> **Requirement**: Return the material exactly as it appears, from the line with "Please spot the stage" through the end of the material, both included. Omit the pictures from your answer.

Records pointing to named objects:
[Start]

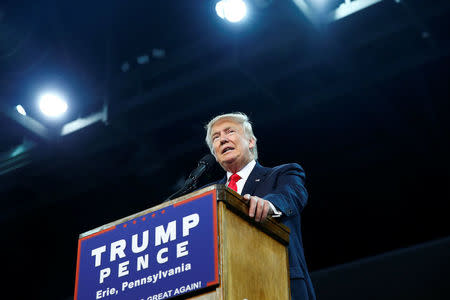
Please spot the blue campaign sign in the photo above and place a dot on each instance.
(157, 255)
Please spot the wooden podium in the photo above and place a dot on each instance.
(150, 254)
(253, 257)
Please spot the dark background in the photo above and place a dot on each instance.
(361, 103)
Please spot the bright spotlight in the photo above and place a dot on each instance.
(21, 110)
(52, 105)
(231, 10)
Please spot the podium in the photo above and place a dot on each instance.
(150, 254)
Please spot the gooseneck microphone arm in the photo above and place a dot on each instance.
(191, 182)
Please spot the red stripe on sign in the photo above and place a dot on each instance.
(216, 257)
(75, 295)
(194, 198)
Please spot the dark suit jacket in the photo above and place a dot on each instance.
(284, 187)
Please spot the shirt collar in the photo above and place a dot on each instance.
(245, 171)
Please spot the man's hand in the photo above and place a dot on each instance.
(259, 208)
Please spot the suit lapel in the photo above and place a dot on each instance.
(257, 176)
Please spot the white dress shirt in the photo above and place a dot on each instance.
(244, 173)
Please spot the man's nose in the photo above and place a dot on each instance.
(223, 139)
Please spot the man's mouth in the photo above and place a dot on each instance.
(227, 149)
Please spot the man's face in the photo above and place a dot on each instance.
(231, 146)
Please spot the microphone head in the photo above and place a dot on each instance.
(208, 160)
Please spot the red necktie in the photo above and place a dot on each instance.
(233, 179)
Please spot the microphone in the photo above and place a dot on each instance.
(204, 165)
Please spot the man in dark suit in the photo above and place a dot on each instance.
(278, 192)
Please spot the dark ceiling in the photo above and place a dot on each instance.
(360, 103)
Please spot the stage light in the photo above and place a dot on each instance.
(231, 10)
(21, 110)
(52, 105)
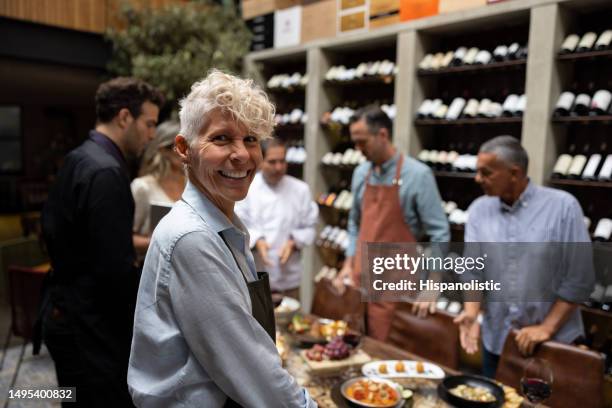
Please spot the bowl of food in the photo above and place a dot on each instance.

[End]

> **Solved problem**:
Please spot the stage light in the photo above and place a dot on each instance.
(231, 10)
(21, 110)
(52, 105)
Please spot the bowl of food in the photo above and place a dot on each instance.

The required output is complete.